(Video contains explicit language)
A lot has changed in Trent Brown’s life over the past year. About 11 months ago, the 49ers drafted his successor, Mike McGlinchey, with the No. 9 overall pick in the 2018 NFL Draft. The next day, the 49ers traded Brown and a fifth-round pick to the Patriots for a third-rounder, which the 49ers used on Tarvarius Moore, a safety-converted-cornerback who played sparingly as a rookie.
Brown starred as New England’s starting right tackle in 2018. His lone season there ended in a Super Bowl win. In the opening days of free agency earlier this month, the Raiders signed Brown to a four-year, $66-million deal, the richest contract for an offensive lineman in NFL history.
Brown’s fallout with the 49ers was traced to an apparent lack of work ethic. Brown suffered a shoulder injury 10 games into the 2017 season, and he chose to sit out the rest of the year, rather than play through it.
Brown appeared on Bleacher Report’s The Lefkoe Show Monday. Among the topics discussed was his exit with the 49ers.
“People feel like, I’ll just put it like this; sometimes, business becomes personal,” Brown said. “I don’t know why, probably because I chose to not play the rest of the season. I chose to have shoulder surgery. Dr. (James) Andrews recommended it. He was like, ‘You got to have surgery. You are risking your career if you don’t.’”
“You mean the season that you couldn’t make the playoffs, anyway?” Lefkoe said.
“Playing for pride,” Brown said. “It is what it is.”

○ ○ ○

— What you should do —
Answer the following from the article on Trent Brown.
(a) Which team signed Brown to a four-year, $66-million deal?
(b) What injury did Brown suffer 10 games into the 2017 season?
(c) On what show did Brown appear Monday?

○ ○ ○

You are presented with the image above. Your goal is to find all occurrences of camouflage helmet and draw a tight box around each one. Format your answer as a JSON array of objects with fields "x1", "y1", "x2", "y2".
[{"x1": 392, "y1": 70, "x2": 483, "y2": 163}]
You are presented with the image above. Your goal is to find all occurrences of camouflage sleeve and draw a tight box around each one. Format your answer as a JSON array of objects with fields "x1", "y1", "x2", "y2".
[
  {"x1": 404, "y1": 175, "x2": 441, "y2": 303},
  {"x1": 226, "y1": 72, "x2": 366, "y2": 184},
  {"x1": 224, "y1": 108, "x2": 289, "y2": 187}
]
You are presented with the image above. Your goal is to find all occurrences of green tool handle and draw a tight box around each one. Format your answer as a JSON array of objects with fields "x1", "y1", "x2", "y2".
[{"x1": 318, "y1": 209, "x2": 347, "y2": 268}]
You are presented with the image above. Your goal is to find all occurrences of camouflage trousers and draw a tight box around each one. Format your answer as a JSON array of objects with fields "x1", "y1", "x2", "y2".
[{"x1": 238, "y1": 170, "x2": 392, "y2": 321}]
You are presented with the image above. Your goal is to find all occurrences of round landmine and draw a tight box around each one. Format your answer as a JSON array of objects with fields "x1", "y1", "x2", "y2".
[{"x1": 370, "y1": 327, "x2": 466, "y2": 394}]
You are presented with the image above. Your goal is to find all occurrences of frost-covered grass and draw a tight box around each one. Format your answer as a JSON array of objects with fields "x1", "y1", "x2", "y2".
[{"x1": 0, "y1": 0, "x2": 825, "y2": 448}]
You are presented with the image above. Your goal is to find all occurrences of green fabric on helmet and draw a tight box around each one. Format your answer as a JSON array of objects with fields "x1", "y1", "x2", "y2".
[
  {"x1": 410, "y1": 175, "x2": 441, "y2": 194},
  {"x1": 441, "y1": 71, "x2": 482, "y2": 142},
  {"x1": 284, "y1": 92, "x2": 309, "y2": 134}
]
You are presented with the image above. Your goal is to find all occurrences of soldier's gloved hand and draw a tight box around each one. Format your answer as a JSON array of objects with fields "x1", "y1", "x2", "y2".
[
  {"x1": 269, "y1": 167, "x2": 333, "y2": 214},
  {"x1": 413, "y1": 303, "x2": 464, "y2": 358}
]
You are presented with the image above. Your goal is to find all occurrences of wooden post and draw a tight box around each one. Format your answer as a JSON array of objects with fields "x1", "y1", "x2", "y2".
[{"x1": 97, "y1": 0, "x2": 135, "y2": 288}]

○ ○ ○

— Your response —
(a) The Raiders
(b) A shoulder injury
(c) Bleacher Report's The Lefkoe Show